WORK INSTRUCTIONS = Each record, in full, must be restated word for word.

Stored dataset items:
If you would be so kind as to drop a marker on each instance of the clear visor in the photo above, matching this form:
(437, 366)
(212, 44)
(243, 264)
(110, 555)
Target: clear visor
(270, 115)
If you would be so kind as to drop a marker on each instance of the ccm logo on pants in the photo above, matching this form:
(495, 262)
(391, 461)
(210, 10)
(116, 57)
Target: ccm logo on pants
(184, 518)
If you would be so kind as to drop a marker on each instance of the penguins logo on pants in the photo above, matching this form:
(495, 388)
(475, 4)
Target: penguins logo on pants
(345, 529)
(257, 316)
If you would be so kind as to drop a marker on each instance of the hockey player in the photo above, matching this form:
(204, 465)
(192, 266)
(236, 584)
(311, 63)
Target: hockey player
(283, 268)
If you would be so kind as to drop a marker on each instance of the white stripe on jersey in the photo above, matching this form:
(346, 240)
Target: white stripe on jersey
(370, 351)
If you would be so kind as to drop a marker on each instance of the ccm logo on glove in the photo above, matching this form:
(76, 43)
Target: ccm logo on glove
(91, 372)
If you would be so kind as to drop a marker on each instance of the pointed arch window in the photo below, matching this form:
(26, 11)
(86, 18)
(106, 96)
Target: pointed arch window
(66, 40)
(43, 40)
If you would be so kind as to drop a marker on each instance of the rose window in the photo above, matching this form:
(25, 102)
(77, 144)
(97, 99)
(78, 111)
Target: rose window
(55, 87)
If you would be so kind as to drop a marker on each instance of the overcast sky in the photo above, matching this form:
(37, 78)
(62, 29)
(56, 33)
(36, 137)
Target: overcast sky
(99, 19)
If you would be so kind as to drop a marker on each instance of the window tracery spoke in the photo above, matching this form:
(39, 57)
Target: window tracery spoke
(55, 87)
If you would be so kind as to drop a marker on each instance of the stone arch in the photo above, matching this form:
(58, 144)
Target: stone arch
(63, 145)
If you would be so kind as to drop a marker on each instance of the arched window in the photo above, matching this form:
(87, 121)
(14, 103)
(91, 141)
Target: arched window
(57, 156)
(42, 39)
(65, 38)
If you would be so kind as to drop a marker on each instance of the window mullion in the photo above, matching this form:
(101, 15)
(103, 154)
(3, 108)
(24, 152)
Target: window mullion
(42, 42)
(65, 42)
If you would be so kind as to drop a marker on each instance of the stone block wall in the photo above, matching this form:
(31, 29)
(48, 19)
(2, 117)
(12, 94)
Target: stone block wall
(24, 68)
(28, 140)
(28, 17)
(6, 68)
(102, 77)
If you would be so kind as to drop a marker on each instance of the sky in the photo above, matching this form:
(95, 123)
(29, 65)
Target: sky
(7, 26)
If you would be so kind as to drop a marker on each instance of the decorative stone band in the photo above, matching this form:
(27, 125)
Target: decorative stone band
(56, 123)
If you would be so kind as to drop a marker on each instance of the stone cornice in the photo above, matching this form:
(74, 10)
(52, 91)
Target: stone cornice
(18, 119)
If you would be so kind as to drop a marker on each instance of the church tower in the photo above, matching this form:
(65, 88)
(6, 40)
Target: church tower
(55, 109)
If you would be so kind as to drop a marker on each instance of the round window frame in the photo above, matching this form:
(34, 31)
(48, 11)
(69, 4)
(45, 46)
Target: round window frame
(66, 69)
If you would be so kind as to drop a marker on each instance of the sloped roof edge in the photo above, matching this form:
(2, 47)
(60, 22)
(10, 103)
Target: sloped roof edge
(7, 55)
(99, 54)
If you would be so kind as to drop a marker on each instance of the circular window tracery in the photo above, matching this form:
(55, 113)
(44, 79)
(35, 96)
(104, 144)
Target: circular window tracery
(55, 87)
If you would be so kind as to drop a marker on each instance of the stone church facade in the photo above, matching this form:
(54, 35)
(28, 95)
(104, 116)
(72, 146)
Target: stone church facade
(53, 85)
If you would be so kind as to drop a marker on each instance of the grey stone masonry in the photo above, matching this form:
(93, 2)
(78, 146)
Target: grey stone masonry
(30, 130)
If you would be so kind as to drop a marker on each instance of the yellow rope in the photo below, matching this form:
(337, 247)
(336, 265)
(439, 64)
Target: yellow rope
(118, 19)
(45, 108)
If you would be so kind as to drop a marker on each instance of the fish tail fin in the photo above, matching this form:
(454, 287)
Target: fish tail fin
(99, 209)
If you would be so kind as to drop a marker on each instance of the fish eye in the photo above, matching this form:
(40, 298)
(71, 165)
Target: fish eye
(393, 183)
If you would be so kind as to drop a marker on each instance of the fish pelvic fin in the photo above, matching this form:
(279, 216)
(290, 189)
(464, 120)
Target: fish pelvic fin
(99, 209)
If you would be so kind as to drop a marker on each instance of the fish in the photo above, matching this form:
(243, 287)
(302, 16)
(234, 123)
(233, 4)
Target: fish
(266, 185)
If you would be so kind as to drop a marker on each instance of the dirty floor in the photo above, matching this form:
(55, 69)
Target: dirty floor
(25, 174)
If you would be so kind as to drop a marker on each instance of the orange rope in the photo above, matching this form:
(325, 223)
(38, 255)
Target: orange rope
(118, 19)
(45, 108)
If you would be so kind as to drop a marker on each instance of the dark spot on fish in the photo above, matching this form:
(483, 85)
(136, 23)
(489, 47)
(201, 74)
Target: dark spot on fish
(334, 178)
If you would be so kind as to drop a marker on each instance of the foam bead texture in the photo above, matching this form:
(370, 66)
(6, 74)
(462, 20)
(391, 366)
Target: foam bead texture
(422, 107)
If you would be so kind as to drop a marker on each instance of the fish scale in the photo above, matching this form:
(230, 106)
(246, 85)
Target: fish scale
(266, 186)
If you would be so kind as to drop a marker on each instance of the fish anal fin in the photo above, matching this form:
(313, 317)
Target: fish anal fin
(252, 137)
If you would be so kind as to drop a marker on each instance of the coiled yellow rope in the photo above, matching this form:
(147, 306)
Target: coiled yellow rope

ANSWER TO THE EXERCISE =
If you would be so kind as to drop a marker on each instance of the clear visor in the photo above, matching this form:
(437, 366)
(212, 44)
(243, 264)
(110, 555)
Target: clear visor
(270, 115)
If you would be so kind as to drop a marker on each instance of the ccm logo on pants in the photo above, matching this form:
(495, 262)
(391, 461)
(210, 10)
(116, 57)
Target: ccm logo on pants
(184, 518)
If you would be so kind as to drop a marker on each instance of the penguins logo on pants in the photo above, matching this form:
(495, 388)
(475, 4)
Target: penguins logo on pants
(345, 529)
(257, 316)
If you would be so kind as to drop a marker on each instance of the hockey player in the photo above, matching this form:
(204, 465)
(192, 266)
(236, 584)
(311, 63)
Target: hockey player
(283, 268)
If you would be so kind as to drop a marker on each instance of the white stripe on jersey in the photo above, matching this form:
(346, 240)
Target: white stripe on jersey
(370, 351)
If you would be so kind as to drop a marker on each instance of the ccm logo on glove in the photo above, matching this form:
(76, 43)
Target: ccm logo on glove
(91, 372)
If you would be so kind as to drop a marker on each instance of the pointed arch window in the photo below, matching this form:
(26, 11)
(86, 18)
(106, 96)
Target: pointed arch window
(66, 40)
(43, 40)
If you would be so kind as to drop a marker on each instance of the rose window in the photo above, matching this form:
(25, 102)
(77, 144)
(97, 99)
(78, 111)
Target: rose window
(55, 87)
If you would be so kind as to drop a marker on each instance of the overcast sky in the photo above, matching this form:
(37, 78)
(62, 29)
(56, 33)
(36, 137)
Target: overcast sky
(99, 19)
If you would be so kind as to drop a marker on each instance of the window tracery spoke in the photo above, matching this form:
(39, 57)
Target: window tracery spoke
(55, 87)
If you would be so kind as to drop a marker on each instance of the stone arch in the photo above, matching this form:
(58, 144)
Target: stone arch
(63, 145)
If you would be so kind as to drop a marker on each instance of the arched window in the photo above, matching this form:
(87, 121)
(14, 103)
(91, 141)
Target: arched window
(57, 156)
(42, 39)
(65, 38)
If you would be so kind as to drop a marker on each instance of the window mullion in the photo above, matching this form:
(101, 15)
(103, 154)
(3, 108)
(24, 152)
Target: window mullion
(42, 42)
(65, 42)
If you would be so kind as to drop a marker on each instance of the stone block wall in the photo above, matching this form:
(31, 29)
(48, 19)
(2, 117)
(12, 94)
Target: stone block wall
(24, 68)
(28, 140)
(28, 17)
(6, 68)
(102, 77)
If you would be so kind as to drop a marker on each instance of the sky in the photo above, matching this form:
(95, 123)
(29, 65)
Target: sky
(7, 26)
If you would be so kind as to drop a marker on each instance of the decorative stone band in the photo above, matching this form:
(27, 125)
Target: decorative stone band
(56, 123)
If you would be so kind as to drop a marker on each instance of the stone cornice in the photo above, matching this form:
(74, 10)
(52, 91)
Target: stone cornice
(18, 119)
If you would be so kind as to drop a marker on each instance of the church tower in the photo above, matching this form:
(65, 88)
(6, 40)
Target: church tower
(55, 109)
If you would be so kind as to drop a marker on each instance of the round window frame in the photo above, matching this form:
(34, 31)
(48, 11)
(69, 4)
(45, 46)
Target: round window frame
(66, 69)
If you would be so kind as to drop a marker on each instance of the sloped roof edge in the photo above, matching this form:
(2, 47)
(60, 22)
(10, 103)
Target: sloped roof edge
(7, 55)
(99, 54)
If you would be so kind as to drop a marker on each instance of the circular window tracery in the photo above, matching this form:
(55, 113)
(44, 79)
(35, 96)
(104, 144)
Target: circular window tracery
(55, 87)
If you would be so kind as to drop a marker on each instance of the stone church facade in the photo above, matching this form:
(54, 35)
(28, 95)
(104, 116)
(72, 146)
Target: stone church facade
(53, 85)
If you would be so kind as to drop a marker on each instance of the grey stone masonry in the photo above, matching this form:
(93, 2)
(78, 146)
Target: grey stone masonry
(30, 130)
If you would be so kind as to drop a marker on each instance of the yellow rope in the photo below, matching this form:
(337, 247)
(336, 265)
(439, 64)
Target: yellow rope
(118, 19)
(45, 108)
If you would be so kind as to drop a marker on each instance of the fish tail fin in the photo above, matching this form:
(454, 287)
Target: fish tail fin
(99, 209)
If you would be so kind as to drop a marker on each instance of the fish eye in the photo above, matching this form:
(40, 298)
(71, 165)
Target: fish eye
(393, 183)
If you would be so kind as to drop a marker on each instance of the fish pelvic fin in the photo above, matching this form:
(279, 216)
(290, 189)
(464, 120)
Target: fish pelvic fin
(99, 209)
If you would be so kind as to drop a marker on each instance of the fish in the photo above, matching this form:
(243, 287)
(302, 16)
(234, 123)
(233, 4)
Target: fish
(266, 185)
If you would be so kind as to drop a marker on each instance of the dirty floor in the photo above, matching this form:
(55, 69)
Target: dirty floor
(25, 174)
If you would be so kind as to drop a marker on each instance of the orange rope in the photo above, matching this form:
(325, 223)
(38, 255)
Target: orange rope
(118, 19)
(45, 108)
If you would be so kind as to drop a marker on each instance of the dark spot on fish in the photo above, matching this form:
(483, 85)
(136, 23)
(489, 47)
(201, 74)
Target: dark spot on fish
(334, 178)
If you would be so kind as to drop a marker on each instance of the foam bead texture in the photo above, matching this form:
(370, 66)
(6, 74)
(462, 20)
(391, 366)
Target: foam bead texture
(422, 107)
If you would be so kind as to drop a marker on each instance of the fish scale in the photo above, matching this form:
(230, 106)
(246, 85)
Target: fish scale
(266, 186)
If you would be so kind as to drop a marker on each instance of the fish anal fin in the photo above, matching this form:
(313, 317)
Target: fish anal fin
(252, 137)
If you would be so kind as to drop a marker on each instance of the coiled yellow rope in the photo above, matching this form:
(147, 306)
Target: coiled yellow rope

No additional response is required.